Collection entries
..............................

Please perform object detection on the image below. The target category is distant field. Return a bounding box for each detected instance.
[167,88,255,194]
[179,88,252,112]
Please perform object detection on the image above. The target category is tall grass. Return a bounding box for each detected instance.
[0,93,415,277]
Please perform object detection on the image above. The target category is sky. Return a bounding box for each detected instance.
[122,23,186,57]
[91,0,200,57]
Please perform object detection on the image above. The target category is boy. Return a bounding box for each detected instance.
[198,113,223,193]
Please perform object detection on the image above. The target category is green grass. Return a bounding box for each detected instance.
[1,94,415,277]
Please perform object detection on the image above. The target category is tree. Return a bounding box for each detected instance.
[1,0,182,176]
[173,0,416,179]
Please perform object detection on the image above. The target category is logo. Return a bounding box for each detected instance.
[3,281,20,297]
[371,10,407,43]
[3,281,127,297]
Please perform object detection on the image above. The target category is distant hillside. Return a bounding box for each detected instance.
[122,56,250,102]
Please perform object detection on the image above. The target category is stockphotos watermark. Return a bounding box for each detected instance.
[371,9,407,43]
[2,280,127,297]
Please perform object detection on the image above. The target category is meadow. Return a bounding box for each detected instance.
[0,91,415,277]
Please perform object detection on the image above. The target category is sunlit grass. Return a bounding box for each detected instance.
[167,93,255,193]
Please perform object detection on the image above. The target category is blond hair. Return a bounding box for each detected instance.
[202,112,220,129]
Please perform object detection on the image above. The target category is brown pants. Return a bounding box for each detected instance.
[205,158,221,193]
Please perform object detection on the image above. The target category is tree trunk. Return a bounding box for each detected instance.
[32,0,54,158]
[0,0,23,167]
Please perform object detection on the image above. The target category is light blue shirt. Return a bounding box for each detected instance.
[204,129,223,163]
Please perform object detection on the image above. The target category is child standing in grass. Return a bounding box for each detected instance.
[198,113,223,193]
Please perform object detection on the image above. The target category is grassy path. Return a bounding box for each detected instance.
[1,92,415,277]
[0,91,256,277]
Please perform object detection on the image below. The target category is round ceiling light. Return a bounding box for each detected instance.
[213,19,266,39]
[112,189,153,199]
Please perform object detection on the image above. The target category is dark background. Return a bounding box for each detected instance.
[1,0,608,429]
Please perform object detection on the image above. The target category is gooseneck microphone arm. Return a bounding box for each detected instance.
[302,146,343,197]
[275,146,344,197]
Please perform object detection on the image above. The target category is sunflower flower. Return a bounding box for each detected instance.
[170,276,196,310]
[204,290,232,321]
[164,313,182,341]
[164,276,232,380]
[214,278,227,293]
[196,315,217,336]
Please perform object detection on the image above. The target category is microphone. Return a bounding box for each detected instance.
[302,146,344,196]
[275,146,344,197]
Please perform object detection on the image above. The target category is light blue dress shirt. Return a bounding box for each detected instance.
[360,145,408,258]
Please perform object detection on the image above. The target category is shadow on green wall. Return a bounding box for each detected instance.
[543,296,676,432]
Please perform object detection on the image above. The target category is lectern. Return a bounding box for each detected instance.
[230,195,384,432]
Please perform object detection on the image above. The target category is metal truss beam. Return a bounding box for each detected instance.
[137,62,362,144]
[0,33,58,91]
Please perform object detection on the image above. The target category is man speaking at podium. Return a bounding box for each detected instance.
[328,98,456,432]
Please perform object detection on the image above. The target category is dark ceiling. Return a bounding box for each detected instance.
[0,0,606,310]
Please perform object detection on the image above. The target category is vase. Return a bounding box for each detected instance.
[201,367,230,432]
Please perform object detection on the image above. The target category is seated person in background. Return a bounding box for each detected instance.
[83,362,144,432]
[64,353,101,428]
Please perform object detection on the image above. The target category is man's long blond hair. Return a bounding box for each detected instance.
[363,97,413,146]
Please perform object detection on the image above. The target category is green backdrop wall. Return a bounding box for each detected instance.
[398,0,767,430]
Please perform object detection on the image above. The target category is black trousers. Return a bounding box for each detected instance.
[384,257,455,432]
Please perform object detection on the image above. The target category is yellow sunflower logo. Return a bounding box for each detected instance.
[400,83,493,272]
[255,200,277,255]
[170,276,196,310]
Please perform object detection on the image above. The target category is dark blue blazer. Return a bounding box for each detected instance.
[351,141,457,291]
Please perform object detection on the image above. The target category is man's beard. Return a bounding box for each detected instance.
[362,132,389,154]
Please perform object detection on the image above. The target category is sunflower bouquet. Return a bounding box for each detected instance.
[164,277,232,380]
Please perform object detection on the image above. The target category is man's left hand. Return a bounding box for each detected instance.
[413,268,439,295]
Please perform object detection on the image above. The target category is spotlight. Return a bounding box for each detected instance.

..............................

Retype exactly, please, each line from the line that contains "category is black" through the last line of the entries above, with nothing added.

WRITTEN ANSWER:
Please perform object detection on the image above. The target category is black trousers. Return a bounding box for each detected instance.
[384,257,455,432]
Please perform object detection on the image above. The target category is yellow sunflower logo. Return a bounding box for each detected instance.
[400,83,493,272]
[255,200,277,255]
[170,276,196,310]
Please perform object detection on the image above. The target category is dark blue blazer. Return a bounding box for each detected instance.
[351,141,457,291]
Please perform object detection on the image above. The target category is man's beard. Return a bounding box for each detected instance.
[362,132,389,154]
Please perform object detection on the image above. The target category is sunflower bouquet. Return a bounding box for each detected instance.
[164,277,232,380]
Please perform object detection on the image above. The target category is man's left hand. Return a bounding box for each detected instance.
[413,268,439,295]
Please perform object detection on the image above. The target category is spotlight. Return a bounding box for each detected instance.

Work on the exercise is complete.